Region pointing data
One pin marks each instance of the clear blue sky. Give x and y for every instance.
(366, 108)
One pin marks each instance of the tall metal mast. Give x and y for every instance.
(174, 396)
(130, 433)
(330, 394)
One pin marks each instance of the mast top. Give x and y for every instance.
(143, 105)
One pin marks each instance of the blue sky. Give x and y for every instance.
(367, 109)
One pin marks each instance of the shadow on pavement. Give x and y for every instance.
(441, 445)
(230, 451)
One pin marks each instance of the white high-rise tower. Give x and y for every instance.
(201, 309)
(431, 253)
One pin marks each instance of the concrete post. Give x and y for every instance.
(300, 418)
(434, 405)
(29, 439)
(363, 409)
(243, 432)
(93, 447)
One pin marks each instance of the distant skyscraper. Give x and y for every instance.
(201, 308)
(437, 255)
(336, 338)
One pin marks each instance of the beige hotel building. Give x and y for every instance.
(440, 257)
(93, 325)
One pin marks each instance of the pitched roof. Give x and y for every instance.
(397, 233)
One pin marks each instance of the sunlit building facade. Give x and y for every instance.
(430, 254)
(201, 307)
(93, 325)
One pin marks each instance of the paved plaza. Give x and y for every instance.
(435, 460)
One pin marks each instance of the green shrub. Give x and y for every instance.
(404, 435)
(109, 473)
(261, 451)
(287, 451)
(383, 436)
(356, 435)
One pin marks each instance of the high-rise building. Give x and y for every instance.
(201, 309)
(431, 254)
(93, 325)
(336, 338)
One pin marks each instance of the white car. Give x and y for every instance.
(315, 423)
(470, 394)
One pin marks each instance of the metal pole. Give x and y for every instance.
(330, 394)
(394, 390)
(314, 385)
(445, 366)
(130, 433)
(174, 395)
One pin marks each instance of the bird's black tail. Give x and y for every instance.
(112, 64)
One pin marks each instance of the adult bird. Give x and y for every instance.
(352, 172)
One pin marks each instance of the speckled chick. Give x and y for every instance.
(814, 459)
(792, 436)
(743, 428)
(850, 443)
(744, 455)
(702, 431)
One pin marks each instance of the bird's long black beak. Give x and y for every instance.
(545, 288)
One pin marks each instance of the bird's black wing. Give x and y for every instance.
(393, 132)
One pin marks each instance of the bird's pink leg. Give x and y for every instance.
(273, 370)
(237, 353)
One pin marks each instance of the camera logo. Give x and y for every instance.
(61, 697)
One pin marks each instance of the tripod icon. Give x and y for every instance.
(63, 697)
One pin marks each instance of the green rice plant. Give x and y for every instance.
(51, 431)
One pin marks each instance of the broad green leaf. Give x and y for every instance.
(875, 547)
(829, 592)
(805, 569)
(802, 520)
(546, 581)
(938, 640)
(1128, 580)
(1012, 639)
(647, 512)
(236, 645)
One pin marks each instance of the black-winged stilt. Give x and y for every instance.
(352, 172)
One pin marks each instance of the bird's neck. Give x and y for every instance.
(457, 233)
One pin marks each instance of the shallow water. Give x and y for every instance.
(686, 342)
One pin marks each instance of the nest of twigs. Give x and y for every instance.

** Task instructions **
Each line in the data is to be written out precisely.

** Written answer **
One pin marks each instance of the clear blue sky. Give x and y for every instance.
(366, 108)
One pin marks each instance of the tall metal mast. Give x and y for every instance.
(174, 396)
(130, 433)
(330, 394)
One pin marks each instance of the mast top. Give x and y for every instance.
(143, 105)
One pin marks each instance of the blue sky. Give x and y for every instance.
(367, 109)
One pin marks each instance of the shadow on pavement. Give x and y for every instance.
(441, 445)
(230, 451)
One pin marks each instance of the white high-rise tower. Give x and y for every instance.
(201, 309)
(431, 253)
One pin marks each instance of the concrete post. Give x and y for every instance.
(300, 418)
(434, 405)
(29, 439)
(363, 409)
(243, 432)
(93, 447)
One pin marks each instance of the distant skyscraper. Give x and y for every instance.
(201, 308)
(437, 255)
(336, 338)
One pin marks each instance of the beige hotel building. Give x and y for every instance.
(440, 257)
(93, 325)
One pin marks each instance of the pitched roof. Give x and y for every instance.
(397, 233)
One pin marks each instance of the sunlit building facade. Give x and y for every instance.
(430, 254)
(201, 307)
(93, 325)
One pin marks each instance of the paved plaza. Give x and y for every instance.
(435, 460)
One pin marks each instance of the green shrub. Give x and y for every instance.
(404, 435)
(109, 473)
(261, 451)
(287, 451)
(383, 436)
(356, 435)
One pin marks each instance of the high-rise building. Give x and y for every instance.
(201, 309)
(431, 254)
(93, 325)
(336, 338)
One pin marks each instance of the white car. Give x and y for every instance.
(315, 423)
(470, 394)
One pin marks each instance of the metal pole. Give x and y for every instance.
(330, 394)
(394, 390)
(314, 385)
(445, 366)
(130, 433)
(174, 395)
One pin marks each instance of the bird's black tail. Give x and y for every instance.
(112, 64)
One pin marks each instance of the adult bird. Give x and y for every instance.
(352, 172)
One pin marks each instance of the speckled chick. Give x and y for every instance.
(814, 459)
(792, 436)
(743, 428)
(850, 443)
(744, 455)
(702, 431)
One pin marks each instance of the bird's long black beak. Give x and y for every instance.
(545, 288)
One pin marks each instance of the bird's black wing. Give x and y for every instance.
(393, 132)
One pin marks each instance of the bird's pink leg. Give x and y for every instance.
(273, 370)
(237, 353)
One pin marks each instance of the camera logo. Give x and y for every instance.
(61, 697)
One pin marks each instance of the tripod icon. Give x and y for every instance.
(63, 697)
One pin marks each instance of the green rice plant. Give x and y for every instance.
(51, 431)
One pin marks each instance of the broad green leaf. Give x and y for every instance.
(875, 547)
(829, 592)
(805, 569)
(802, 520)
(546, 581)
(938, 640)
(1128, 580)
(1012, 639)
(647, 512)
(236, 645)
One pin marks each instance of the black-winged stilt. Give x and y for every instance.
(352, 172)
One pin marks each instance of the bird's neck. Give x and y for every instance.
(457, 233)
One pin marks each instance of the shallow water. Give x and y for every instance.
(686, 342)
One pin marks each instance of the nest of twigs. Give x and y for every instance.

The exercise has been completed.